__Goals__:
[1] In the stk construction overview, could you repeat the part from "The key idea" to "them during construction.", swapping "topology graph" for "assembly graph" each time it occurs?
[2] Can you carry on the stk construction overview from the point where it stops?

__Supplied passage__:
....................

Construction Overview

Introduction

The key idea behind stk is that the construction of a molecule can be broken down into two fundamental pieces of information, its building blocks and its topology graph. The building blocks of a molecule are molecules, or molecular fragments, which are used for construction. The smallest possible building block is a single atom and constructed molecules can become the building blocks of other constructed molecules. The topology graph is an abstract representation of a constructed molecule. The nodes of the graph represent the positions of the building blocks and the edges of the graph represent which building blocks have bonds formed between them during construction.

To use stk you only have to choose which building blocks and topology graph you wish to use and stk will take care of everything else, take for example the construction of a linear polymer

import stk

polymer = stk.ConstructedMolecule(
    topology_graph=stk.polymer.Linear(
        building_blocks=(
            stk.BuildingBlock(
                smiles='Brc1ccc(Br)cc1',
                functional_groups=[stk.BromoFactory()],
            ),
            stk.BuildingBlock(
                smiles='BrC#CBr',
                functional_groups=[stk.BromoFactory()],
            ),
        ),
        repeating_unit='ABBA',
        num_repeating_units=1,
    )

....................

__Supplied data__:

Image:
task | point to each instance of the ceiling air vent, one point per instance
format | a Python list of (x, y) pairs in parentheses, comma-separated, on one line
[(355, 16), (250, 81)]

....................

__Answers to the tasks__:
[1]
The key idea behind stk is that the construction of a molecule can be broken down into two fundamental pieces of information, its building blocks and its assembly graph. The building blocks of a molecule are molecules, or molecular fragments, which are used for construction. The smallest possible building block is a single atom and constructed molecules can become the building blocks of other constructed molecules. The assembly graph is an abstract representation of a constructed molecule. The nodes of the graph represent the positions of the building blocks and the edges of the graph represent which building blocks have bonds formed between them during construction.

[2]
)
# You can write the molecule to a file if you want to view it.
stk.MolWriter().write(polymer, 'polymer.mol')

which will produce:

Because the topology graph is an idealized representation of the constructed molecule, the bonds formed during construction often have unrealistic lengths. This means that constructed molecules will need to undergo structure optimization. There is no single correct way to go about this, because the appropriate methodology for structure optimization will depend on various factors, such as the nature of the constructed molecule, the desired accuracy, and time constraints.

However, stk does provide a handful of simple and lightweight methods for making structures more realistic, via optimizers

import stk

optimized_polymer = stk.ConstructedMolecule(
    topology_graph=stk.polymer.Linear(
        building_blocks=(
            stk.BuildingBlock(
                smiles='Brc1ccc(Br)cc1',
                functional_groups=[stk.BromoFactory()],
            ),
            stk.BuildingBlock(
                smiles='BrC#CBr',
                functional_groups=[stk.BromoFactory()],
            ),
        ),
        repeating_unit='ABBA',
        num_repeating_units=1,
        optimizer=stk.Collapser(scale_steps=False),
    ),
)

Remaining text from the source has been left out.